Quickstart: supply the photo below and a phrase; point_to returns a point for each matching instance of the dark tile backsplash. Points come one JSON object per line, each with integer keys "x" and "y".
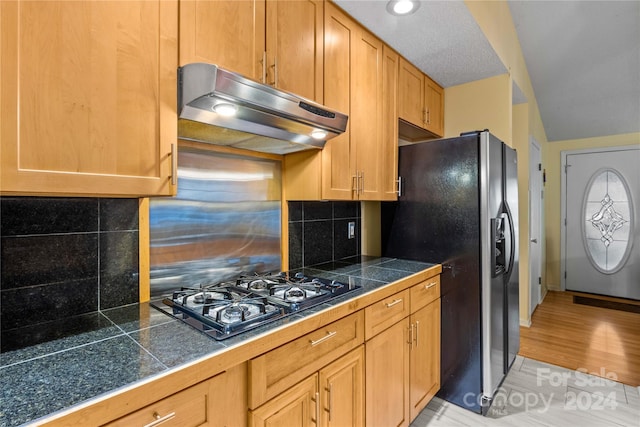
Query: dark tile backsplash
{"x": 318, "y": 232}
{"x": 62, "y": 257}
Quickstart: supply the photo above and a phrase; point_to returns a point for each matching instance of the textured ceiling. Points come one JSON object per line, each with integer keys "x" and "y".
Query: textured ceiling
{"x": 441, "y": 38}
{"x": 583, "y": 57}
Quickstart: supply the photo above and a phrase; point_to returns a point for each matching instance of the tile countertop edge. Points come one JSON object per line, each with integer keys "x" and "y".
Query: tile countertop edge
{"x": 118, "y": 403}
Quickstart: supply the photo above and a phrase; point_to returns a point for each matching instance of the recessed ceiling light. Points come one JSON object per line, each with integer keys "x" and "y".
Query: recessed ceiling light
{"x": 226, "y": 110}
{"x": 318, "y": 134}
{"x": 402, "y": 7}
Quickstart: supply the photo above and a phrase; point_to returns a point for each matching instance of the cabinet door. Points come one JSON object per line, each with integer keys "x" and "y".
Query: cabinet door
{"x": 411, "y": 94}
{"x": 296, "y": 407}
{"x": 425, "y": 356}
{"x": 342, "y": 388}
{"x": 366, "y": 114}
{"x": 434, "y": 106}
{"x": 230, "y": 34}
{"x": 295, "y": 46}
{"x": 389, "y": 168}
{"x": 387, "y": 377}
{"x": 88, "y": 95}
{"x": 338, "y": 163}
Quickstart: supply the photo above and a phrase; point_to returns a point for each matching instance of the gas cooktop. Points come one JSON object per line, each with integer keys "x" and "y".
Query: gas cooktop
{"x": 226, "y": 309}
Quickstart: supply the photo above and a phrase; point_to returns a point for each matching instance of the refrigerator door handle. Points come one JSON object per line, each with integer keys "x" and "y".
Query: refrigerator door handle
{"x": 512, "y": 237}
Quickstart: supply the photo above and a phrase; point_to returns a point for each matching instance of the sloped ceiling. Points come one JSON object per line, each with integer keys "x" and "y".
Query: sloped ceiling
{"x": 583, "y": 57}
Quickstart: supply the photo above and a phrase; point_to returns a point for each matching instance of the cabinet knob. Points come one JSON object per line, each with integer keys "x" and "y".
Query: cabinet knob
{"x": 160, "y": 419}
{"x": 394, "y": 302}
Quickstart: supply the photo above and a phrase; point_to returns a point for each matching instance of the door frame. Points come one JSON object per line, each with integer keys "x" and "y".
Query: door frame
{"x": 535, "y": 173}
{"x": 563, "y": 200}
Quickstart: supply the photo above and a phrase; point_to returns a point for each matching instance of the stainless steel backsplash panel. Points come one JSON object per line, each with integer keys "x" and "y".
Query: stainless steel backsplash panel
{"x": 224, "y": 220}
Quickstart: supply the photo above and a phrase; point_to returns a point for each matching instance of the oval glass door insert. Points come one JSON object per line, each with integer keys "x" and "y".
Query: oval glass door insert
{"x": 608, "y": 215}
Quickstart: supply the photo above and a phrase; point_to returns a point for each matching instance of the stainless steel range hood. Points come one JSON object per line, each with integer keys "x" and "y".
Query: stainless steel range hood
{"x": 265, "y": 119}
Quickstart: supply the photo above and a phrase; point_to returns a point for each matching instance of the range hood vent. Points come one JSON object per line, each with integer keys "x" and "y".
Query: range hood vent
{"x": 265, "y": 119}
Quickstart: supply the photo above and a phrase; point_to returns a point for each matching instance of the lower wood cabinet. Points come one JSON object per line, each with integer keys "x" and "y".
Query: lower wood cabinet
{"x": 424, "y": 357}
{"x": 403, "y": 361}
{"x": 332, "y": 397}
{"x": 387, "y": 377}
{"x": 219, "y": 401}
====
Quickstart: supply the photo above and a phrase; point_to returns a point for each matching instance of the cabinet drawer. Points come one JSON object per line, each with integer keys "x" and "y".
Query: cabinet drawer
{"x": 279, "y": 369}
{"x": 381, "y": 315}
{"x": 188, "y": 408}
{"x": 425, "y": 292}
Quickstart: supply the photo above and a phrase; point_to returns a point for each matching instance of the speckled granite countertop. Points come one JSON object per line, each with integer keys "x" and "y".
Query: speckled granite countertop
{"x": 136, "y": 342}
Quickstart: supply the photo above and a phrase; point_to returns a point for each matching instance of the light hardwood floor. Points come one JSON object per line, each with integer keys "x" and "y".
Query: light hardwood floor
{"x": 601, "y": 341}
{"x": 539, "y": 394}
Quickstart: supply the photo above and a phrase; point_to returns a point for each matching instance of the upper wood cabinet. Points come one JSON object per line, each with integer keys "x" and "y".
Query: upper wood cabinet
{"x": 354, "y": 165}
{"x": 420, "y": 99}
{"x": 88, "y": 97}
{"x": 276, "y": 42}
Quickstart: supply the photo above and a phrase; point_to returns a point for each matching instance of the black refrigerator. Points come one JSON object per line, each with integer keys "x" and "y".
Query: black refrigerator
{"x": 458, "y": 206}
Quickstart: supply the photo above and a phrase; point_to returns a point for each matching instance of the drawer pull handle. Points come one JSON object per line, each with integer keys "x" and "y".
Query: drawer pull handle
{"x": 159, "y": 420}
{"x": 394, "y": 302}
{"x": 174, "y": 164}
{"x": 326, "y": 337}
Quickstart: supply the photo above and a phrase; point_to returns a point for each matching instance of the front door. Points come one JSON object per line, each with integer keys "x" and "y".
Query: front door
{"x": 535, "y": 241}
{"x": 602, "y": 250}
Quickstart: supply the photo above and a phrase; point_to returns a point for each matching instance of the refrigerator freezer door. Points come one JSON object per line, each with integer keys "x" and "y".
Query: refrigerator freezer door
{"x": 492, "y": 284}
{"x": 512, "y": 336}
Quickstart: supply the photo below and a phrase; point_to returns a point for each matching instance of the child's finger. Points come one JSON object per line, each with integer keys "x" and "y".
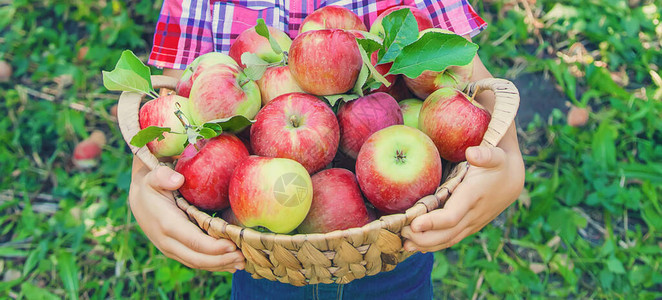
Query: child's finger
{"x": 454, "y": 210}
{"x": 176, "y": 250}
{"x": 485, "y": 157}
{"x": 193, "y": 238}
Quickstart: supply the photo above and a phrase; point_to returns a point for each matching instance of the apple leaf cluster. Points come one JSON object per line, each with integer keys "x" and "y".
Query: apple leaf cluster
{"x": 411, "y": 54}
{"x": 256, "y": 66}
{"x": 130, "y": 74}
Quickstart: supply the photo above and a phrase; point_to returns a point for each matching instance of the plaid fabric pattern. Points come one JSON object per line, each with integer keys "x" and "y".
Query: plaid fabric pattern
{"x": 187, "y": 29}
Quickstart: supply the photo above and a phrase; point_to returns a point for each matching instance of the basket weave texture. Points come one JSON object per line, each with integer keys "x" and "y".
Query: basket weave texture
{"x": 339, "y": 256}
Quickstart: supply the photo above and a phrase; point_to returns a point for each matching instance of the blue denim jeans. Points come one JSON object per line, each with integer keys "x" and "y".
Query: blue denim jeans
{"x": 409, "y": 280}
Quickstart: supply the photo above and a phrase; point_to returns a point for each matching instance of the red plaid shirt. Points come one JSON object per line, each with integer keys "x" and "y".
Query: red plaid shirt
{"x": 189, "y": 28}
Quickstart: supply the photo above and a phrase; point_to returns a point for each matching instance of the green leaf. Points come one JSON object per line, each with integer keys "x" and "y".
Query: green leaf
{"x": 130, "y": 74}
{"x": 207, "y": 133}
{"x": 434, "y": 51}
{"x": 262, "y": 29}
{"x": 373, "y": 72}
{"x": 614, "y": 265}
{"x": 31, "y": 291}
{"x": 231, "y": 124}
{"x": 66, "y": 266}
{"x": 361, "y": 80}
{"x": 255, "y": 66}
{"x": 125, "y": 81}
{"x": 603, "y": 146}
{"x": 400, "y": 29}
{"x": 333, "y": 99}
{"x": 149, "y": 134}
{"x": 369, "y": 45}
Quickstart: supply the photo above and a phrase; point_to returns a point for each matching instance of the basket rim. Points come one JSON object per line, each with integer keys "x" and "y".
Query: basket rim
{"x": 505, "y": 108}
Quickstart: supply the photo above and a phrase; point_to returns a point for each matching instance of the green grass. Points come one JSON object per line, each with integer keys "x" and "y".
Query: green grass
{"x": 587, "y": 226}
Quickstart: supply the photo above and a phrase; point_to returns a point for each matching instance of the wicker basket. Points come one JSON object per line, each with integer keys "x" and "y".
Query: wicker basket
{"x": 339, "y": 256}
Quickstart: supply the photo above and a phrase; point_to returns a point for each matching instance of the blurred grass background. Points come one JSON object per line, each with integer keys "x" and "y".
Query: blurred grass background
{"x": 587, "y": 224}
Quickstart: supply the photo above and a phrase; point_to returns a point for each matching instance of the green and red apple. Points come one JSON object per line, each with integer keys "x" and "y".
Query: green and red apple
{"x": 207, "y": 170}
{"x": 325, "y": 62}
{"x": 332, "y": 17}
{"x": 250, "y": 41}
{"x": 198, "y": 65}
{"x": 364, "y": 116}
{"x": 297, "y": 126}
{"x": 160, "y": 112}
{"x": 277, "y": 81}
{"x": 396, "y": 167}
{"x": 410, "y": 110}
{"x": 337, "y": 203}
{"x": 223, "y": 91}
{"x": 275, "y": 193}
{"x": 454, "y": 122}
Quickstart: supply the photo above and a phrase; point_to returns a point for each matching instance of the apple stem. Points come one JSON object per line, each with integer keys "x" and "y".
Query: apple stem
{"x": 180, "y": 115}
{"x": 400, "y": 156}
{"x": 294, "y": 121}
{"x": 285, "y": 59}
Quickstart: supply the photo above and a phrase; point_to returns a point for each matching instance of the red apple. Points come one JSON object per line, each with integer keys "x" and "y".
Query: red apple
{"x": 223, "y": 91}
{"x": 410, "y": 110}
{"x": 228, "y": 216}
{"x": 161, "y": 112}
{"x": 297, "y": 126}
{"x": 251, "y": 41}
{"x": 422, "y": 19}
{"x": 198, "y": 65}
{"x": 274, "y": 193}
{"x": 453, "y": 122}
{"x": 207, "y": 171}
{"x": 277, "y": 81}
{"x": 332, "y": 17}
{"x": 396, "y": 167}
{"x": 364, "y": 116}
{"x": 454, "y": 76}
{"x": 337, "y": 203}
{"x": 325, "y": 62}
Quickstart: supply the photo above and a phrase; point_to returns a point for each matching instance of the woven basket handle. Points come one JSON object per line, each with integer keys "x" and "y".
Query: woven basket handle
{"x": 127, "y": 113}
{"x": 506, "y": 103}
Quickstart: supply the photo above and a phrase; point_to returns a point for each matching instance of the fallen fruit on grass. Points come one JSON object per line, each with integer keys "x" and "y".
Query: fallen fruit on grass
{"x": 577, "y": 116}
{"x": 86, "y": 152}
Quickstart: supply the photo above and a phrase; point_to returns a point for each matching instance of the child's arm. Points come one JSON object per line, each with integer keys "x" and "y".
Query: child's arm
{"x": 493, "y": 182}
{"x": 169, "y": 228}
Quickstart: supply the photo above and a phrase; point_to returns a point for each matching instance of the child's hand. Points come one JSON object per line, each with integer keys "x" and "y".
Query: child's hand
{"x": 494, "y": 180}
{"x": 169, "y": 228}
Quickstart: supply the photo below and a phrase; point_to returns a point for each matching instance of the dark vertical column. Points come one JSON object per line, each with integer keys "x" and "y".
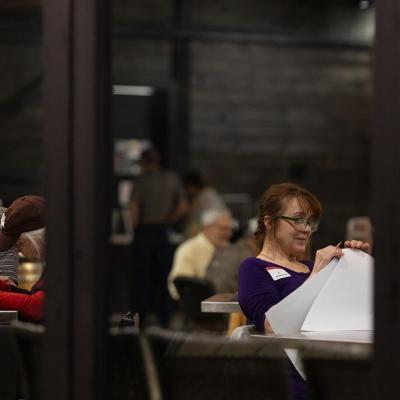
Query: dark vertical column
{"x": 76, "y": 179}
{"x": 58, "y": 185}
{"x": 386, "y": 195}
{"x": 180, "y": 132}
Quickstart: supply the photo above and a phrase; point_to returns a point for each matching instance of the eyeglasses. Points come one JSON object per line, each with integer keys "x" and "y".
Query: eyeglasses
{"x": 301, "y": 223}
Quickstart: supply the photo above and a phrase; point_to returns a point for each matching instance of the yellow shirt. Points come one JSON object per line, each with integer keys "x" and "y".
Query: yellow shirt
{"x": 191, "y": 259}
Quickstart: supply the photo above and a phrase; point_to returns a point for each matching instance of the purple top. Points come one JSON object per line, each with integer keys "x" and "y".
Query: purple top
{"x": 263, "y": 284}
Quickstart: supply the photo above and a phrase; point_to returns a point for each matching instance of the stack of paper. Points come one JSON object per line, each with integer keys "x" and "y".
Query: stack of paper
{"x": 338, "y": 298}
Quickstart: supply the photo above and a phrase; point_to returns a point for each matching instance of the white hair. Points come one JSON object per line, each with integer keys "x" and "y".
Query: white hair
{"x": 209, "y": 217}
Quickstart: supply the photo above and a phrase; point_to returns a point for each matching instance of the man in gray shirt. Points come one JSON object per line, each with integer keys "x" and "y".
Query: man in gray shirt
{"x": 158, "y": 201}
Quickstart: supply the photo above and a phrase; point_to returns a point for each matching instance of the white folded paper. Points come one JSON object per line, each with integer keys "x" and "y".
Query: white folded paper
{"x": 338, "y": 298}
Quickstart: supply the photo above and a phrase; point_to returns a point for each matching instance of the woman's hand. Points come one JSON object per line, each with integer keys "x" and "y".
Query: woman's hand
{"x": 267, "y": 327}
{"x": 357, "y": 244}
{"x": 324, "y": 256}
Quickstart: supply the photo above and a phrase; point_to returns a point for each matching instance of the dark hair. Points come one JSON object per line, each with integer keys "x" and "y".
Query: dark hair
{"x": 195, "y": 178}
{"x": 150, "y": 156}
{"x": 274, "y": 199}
====
What to produce: Filter the lines above, keeping and copying those that contain "below".

Output for this exercise:
Quickstart: supply the photo below and a phrase; point_to returns a point for each matching instance of the dark tile backsplash. Points come one JSON object per line, each with integer keys "x" and "y".
Quickstart: supply the photo below and a phrase; point_to returns a point for each matching instance of the child's finger. Points come one JSON object per line, each with integer keys "x" and "y".
Quickstart: supply the photo below and a phrase; point_to returns a point for each matching instance of the dark vertical column. Points come one JSON object per line, each with integer keys "x" and "y".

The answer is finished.